**What you should do**
Produce the full set of records below once more, exactly as they stand.

**Recorded data**
++++++++++++++++++++

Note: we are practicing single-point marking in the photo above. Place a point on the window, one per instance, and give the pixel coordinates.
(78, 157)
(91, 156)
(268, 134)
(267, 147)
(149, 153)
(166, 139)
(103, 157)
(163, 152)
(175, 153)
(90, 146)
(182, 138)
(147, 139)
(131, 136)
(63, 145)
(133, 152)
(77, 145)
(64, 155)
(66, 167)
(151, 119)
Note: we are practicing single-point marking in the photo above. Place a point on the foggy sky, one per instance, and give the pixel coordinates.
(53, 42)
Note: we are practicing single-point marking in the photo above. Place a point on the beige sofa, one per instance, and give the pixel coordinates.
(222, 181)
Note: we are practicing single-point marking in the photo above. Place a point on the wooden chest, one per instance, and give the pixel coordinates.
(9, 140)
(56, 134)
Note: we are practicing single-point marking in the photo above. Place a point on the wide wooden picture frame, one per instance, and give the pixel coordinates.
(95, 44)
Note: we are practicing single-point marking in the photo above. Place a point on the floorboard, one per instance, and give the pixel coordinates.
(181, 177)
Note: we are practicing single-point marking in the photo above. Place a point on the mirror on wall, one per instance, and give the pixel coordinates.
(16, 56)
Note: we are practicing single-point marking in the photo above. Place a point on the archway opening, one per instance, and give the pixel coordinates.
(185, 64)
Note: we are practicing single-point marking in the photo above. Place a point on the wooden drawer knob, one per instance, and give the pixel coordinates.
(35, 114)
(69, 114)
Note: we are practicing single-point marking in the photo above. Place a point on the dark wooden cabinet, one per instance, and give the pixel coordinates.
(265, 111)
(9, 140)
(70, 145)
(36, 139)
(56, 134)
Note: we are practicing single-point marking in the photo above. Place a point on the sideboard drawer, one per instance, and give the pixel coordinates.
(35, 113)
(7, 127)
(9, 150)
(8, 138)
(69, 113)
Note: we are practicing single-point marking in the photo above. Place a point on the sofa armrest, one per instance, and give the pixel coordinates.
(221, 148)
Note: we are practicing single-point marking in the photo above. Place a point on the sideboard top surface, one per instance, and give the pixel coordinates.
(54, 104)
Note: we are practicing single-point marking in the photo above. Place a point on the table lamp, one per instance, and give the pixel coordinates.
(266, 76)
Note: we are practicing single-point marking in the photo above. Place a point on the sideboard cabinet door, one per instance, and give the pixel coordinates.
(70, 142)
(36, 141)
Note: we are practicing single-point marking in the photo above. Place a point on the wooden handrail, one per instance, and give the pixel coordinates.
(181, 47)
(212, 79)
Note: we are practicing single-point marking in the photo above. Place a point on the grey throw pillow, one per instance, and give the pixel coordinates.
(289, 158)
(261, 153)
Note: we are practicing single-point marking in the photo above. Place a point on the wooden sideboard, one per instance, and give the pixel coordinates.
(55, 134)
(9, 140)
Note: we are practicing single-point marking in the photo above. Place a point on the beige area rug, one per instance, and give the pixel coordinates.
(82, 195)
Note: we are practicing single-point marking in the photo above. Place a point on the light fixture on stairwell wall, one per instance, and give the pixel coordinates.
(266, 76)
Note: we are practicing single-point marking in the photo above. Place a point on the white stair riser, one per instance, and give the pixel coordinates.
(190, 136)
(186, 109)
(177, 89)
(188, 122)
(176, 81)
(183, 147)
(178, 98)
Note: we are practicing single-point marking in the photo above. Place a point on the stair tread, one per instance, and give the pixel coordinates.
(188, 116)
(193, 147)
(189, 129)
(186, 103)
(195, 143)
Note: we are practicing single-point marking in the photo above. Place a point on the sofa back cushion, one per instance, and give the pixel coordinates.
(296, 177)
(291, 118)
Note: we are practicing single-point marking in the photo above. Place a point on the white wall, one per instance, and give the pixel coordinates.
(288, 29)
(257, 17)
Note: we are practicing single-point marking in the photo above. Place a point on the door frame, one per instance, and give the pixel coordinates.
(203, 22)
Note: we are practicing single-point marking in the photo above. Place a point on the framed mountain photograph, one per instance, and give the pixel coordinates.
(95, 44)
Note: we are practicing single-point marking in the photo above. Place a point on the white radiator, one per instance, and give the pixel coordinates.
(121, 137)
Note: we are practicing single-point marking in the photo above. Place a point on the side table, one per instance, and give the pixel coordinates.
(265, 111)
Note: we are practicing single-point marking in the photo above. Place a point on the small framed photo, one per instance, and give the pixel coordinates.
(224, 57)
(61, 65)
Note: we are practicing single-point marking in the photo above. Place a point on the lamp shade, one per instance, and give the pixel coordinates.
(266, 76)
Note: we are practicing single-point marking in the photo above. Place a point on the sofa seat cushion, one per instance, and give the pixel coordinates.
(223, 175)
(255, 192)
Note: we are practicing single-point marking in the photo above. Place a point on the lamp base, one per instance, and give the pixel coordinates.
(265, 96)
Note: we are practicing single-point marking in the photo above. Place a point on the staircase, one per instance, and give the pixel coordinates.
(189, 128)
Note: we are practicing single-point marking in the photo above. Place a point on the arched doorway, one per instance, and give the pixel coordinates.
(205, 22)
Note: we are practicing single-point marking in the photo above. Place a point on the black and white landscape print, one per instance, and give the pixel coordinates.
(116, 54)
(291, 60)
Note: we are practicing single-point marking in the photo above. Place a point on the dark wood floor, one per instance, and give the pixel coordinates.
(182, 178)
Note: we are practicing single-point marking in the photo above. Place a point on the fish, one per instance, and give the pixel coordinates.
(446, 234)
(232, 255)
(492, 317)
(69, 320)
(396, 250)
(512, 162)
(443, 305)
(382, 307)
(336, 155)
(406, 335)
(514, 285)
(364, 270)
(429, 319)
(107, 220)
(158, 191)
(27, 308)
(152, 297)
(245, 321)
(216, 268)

++++++++++++++++++++

**Solution for this exercise**
Note: we are practicing single-point marking in the photo above. Place a point on the window, one per instance, and give the pixel coordinates.
(78, 157)
(91, 156)
(268, 134)
(267, 147)
(149, 153)
(166, 139)
(103, 157)
(163, 152)
(175, 153)
(90, 146)
(182, 138)
(147, 139)
(131, 136)
(63, 145)
(133, 152)
(77, 145)
(64, 155)
(66, 167)
(151, 119)
Note: we are practicing single-point marking in the photo above. Place a point on the foggy sky, one per instance, and give the pixel coordinates.
(53, 42)
Note: we are practicing single-point marking in the photo above. Place a point on the beige sofa, one per instance, and give the pixel coordinates.
(222, 181)
Note: we are practicing single-point marking in the photo above. Place a point on the wooden chest, one per instance, and give the pixel coordinates.
(9, 140)
(56, 134)
Note: we are practicing single-point marking in the photo above. Place a point on the wide wooden picture frame, one per instance, and give the pixel coordinates.
(95, 44)
Note: we are practicing single-point marking in the photo above. Place a point on the floorboard, one per instance, and give the pixel coordinates.
(181, 177)
Note: we are practicing single-point marking in the photo above. Place a point on the mirror on wall, one per instance, and give the pixel coordinates.
(16, 56)
Note: we are practicing single-point marking in the photo above. Place a point on the archway opening, one per instance, and give the pixel coordinates.
(185, 64)
Note: we are practicing single-point marking in the photo above. Place a point on the wooden drawer knob, one per instance, and give the pixel coordinates.
(35, 114)
(69, 114)
Note: we are practicing single-point marking in the photo above. Place a point on the dark wooden cabinet, one per instance, and give the pixel coordinates.
(265, 111)
(9, 140)
(70, 145)
(36, 139)
(56, 134)
Note: we are practicing single-point marking in the photo above. Place a point on the sideboard drawer, one per instance, and give the pixel coordinates.
(35, 113)
(7, 127)
(9, 150)
(8, 138)
(69, 113)
Note: we are practicing single-point marking in the photo above. Place a point on the sofa armrest, one per instance, and give the pixel coordinates.
(221, 148)
Note: we are practicing single-point marking in the photo above. Place a point on the sideboard top surface, one per instance, and give the pixel coordinates.
(54, 104)
Note: we are practicing single-point marking in the photo above. Place a point on the table lamp, one per instance, and give the pixel coordinates.
(266, 76)
Note: we are practicing single-point marking in the photo above. Place a point on the sideboard cabinet door, one per instance, and give the pixel coordinates.
(70, 142)
(36, 141)
Note: we are practicing single-point marking in the photo above. Place a point on the wooden handrail, one per instance, and give the pixel coordinates.
(181, 47)
(212, 79)
Note: we are practicing single-point marking in the photo above. Place a point on the grey throw pillow, one per instance, and give the pixel coordinates.
(289, 158)
(261, 153)
Note: we are practicing single-point marking in the photo above. Place a point on the wooden sideboard, one per instance, and give the pixel coordinates.
(55, 134)
(9, 140)
Note: we are practicing single-point marking in the photo above. Place a point on the beige area rug, one per instance, and give the pixel coordinates.
(82, 195)
Note: we are practicing single-point marking in the photo above. Place a point on the light fixture on stairwell wall, one per instance, and give the pixel coordinates.
(266, 76)
Note: we are practicing single-point marking in the photo above. Place a point on the white stair riser, one per instance, and give the pixel coordinates.
(190, 136)
(186, 109)
(177, 89)
(188, 122)
(176, 81)
(183, 147)
(178, 98)
Note: we are practicing single-point marking in the photo above. Place a point on the stair tread, one per instance, and give the pixel coordinates.
(188, 116)
(193, 147)
(189, 129)
(186, 103)
(195, 143)
Note: we are practicing single-point marking in the photo above. Place a point on the sofa back cushion, one per instance, and give the pixel coordinates.
(296, 177)
(291, 118)
Note: we are practicing single-point marking in the photo above. Place a point on the white wall, one per instance, and give the pixel coordinates.
(288, 29)
(257, 17)
Note: we are practicing single-point marking in the photo above. Place a point on the door frame, one per instance, and give the pixel coordinates.
(203, 22)
Note: we are practicing single-point marking in the photo above. Place a point on the framed mountain photograph, one per instance, and give the pixel coordinates.
(95, 44)
Note: we are practicing single-point marking in the photo above. Place a point on the white radiator, one per instance, and give the pixel coordinates.
(121, 137)
Note: we are practicing single-point marking in the photo above. Place a point on the side table, one per instance, and give the pixel coordinates.
(265, 111)
Note: we are practicing single-point marking in the photo above. Place a point on the small framed photo, one per instance, and give the pixel coordinates.
(224, 57)
(61, 65)
Note: we are practicing single-point marking in the photo above. Place a point on the lamp shade, one per instance, and give the pixel coordinates.
(266, 76)
Note: we are practicing single-point marking in the photo above. Place a point on the sofa seat cushion, one per instance, and give the pixel coordinates.
(223, 175)
(255, 192)
Note: we are practicing single-point marking in the photo above. Place a point on the lamp base, one per instance, and give the pixel coordinates.
(265, 96)
Note: we are practicing single-point marking in the photo above. Place a point on the staircase, one per instance, and give the pixel coordinates.
(189, 128)
Note: we are practicing single-point marking in the photo above. Place a point on the arched doorway, one per instance, and give the pixel coordinates.
(205, 22)
Note: we are practicing single-point marking in the photo above. Place a point on the black and white landscape print, one per instance, and give the pixel coordinates.
(116, 54)
(291, 60)
Note: we are practicing single-point marking in the photo above. Place a point on the dark wood floor, one per instance, and give the pixel coordinates.
(182, 178)
Note: we are practicing single-point marking in the photo above. Place a point on the fish, one per instance, and give the pixel coordinates.
(446, 234)
(232, 255)
(492, 317)
(69, 320)
(396, 250)
(512, 162)
(443, 305)
(382, 307)
(336, 155)
(406, 335)
(514, 285)
(364, 270)
(429, 319)
(107, 220)
(158, 191)
(27, 308)
(152, 297)
(245, 321)
(216, 268)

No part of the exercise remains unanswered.